→ Aim: Count the lines in the material below that contain the string "distant", treating uppercase and lowercase as different. Reply with the number alone.

(Stored items)

=====

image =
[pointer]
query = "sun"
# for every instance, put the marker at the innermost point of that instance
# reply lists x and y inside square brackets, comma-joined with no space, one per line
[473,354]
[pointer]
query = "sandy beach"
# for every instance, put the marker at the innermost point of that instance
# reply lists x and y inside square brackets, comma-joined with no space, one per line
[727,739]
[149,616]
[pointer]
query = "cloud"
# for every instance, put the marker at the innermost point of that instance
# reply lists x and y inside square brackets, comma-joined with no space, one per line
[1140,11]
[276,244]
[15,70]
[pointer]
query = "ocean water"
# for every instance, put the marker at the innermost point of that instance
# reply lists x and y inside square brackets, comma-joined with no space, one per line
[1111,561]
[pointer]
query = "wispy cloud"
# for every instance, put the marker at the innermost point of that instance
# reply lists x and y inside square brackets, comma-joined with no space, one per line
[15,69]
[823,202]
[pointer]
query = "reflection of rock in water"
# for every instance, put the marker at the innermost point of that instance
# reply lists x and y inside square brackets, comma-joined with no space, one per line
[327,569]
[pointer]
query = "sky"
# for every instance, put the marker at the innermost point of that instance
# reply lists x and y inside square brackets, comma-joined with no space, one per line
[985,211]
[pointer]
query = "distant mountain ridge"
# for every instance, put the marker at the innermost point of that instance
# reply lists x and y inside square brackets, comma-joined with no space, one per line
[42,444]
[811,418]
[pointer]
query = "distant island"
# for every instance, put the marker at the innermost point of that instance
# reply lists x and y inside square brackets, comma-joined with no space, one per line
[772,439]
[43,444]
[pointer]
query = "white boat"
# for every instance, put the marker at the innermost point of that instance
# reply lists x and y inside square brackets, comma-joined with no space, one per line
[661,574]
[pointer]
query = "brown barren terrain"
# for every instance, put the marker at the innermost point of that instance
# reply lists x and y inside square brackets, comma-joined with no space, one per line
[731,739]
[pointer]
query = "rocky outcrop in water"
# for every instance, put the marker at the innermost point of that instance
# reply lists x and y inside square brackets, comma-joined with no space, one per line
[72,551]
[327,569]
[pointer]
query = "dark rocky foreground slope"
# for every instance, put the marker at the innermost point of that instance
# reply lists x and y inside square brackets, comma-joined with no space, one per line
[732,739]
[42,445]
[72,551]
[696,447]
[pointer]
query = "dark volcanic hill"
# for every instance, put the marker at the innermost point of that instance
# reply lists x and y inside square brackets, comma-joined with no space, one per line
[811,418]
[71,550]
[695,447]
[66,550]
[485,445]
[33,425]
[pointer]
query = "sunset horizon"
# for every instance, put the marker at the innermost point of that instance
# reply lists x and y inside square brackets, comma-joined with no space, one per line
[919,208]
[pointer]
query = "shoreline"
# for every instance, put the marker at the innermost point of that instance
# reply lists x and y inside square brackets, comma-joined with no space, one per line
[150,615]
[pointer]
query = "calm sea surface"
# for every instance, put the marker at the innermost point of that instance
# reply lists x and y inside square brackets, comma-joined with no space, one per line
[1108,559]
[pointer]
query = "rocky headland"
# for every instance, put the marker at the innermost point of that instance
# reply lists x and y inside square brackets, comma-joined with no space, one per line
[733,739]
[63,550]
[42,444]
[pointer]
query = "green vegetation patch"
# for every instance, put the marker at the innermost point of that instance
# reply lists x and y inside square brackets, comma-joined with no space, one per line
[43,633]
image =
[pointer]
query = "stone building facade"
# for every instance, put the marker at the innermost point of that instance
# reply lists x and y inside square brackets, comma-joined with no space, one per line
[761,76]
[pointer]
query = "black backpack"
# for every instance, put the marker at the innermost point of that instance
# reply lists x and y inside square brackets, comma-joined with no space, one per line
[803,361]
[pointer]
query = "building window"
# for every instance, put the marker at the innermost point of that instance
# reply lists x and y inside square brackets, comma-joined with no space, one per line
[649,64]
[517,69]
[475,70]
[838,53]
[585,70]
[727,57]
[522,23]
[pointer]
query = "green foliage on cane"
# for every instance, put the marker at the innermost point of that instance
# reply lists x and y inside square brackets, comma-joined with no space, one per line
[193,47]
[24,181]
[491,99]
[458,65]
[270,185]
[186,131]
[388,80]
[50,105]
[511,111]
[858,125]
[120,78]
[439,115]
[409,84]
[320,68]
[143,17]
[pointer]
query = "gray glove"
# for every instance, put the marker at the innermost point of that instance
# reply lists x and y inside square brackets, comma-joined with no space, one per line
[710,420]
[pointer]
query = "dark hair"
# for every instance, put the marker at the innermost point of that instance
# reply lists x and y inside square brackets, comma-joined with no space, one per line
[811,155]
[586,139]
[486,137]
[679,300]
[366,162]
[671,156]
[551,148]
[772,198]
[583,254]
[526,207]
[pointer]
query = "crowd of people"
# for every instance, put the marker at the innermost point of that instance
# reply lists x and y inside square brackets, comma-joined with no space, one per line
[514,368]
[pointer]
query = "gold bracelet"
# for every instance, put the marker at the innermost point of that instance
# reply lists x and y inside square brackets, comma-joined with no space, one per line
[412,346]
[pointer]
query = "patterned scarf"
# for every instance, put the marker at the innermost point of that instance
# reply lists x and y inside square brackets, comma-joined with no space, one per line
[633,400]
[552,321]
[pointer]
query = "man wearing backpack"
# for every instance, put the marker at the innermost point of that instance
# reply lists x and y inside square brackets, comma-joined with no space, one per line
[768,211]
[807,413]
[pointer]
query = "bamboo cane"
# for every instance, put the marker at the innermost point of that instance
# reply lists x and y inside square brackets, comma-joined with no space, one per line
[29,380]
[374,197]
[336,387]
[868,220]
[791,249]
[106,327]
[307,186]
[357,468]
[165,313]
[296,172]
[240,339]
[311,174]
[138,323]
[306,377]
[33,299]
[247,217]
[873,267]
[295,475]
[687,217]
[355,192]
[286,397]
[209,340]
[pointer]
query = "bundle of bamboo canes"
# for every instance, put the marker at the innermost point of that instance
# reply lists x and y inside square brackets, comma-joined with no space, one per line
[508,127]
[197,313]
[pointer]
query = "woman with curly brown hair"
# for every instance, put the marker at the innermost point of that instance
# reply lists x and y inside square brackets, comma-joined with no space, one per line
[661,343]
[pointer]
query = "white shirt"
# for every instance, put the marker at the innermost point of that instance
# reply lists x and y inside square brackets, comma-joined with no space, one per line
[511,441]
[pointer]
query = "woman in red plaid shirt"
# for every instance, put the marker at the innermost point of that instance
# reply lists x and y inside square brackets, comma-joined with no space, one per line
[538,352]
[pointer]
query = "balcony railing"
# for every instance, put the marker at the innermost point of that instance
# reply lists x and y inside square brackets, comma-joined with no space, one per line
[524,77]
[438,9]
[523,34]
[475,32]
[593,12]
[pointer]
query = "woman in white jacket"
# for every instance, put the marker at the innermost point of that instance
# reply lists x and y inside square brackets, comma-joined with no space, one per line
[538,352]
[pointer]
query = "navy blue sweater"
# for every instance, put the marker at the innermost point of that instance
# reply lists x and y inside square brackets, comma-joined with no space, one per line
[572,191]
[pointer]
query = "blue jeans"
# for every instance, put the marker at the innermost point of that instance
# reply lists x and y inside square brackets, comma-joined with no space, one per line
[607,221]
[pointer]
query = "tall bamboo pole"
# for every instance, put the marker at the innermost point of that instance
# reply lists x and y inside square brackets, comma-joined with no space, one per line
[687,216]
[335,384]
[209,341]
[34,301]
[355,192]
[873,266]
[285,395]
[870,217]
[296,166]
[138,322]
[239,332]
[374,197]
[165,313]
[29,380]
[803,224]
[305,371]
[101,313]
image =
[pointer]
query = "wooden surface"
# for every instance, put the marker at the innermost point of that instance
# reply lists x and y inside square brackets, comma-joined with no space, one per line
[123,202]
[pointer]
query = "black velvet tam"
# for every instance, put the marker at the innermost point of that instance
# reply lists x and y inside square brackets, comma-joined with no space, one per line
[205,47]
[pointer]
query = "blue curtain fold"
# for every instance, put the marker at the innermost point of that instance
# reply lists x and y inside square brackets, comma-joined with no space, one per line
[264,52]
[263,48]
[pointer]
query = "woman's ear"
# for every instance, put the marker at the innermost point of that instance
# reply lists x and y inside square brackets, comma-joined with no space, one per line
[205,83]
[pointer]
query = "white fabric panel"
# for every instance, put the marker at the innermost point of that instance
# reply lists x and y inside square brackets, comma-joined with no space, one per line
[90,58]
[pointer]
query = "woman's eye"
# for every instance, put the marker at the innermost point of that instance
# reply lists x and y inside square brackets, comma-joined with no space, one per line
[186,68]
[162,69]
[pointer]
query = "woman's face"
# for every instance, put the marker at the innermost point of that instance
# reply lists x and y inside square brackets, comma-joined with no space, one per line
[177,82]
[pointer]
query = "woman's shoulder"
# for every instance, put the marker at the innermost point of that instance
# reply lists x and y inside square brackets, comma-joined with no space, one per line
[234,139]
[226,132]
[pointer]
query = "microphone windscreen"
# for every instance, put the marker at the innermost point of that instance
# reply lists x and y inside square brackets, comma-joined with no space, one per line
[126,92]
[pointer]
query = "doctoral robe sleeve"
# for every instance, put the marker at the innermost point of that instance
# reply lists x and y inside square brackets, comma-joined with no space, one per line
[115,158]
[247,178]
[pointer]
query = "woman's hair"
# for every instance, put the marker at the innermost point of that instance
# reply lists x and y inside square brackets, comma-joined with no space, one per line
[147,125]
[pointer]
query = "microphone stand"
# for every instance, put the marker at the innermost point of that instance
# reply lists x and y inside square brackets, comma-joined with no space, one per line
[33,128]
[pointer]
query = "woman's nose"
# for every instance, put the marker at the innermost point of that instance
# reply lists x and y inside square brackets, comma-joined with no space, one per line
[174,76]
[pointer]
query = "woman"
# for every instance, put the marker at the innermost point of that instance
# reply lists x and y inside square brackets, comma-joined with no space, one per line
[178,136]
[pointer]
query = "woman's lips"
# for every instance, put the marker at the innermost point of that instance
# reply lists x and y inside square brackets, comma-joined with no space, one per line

=====

→ Response: 2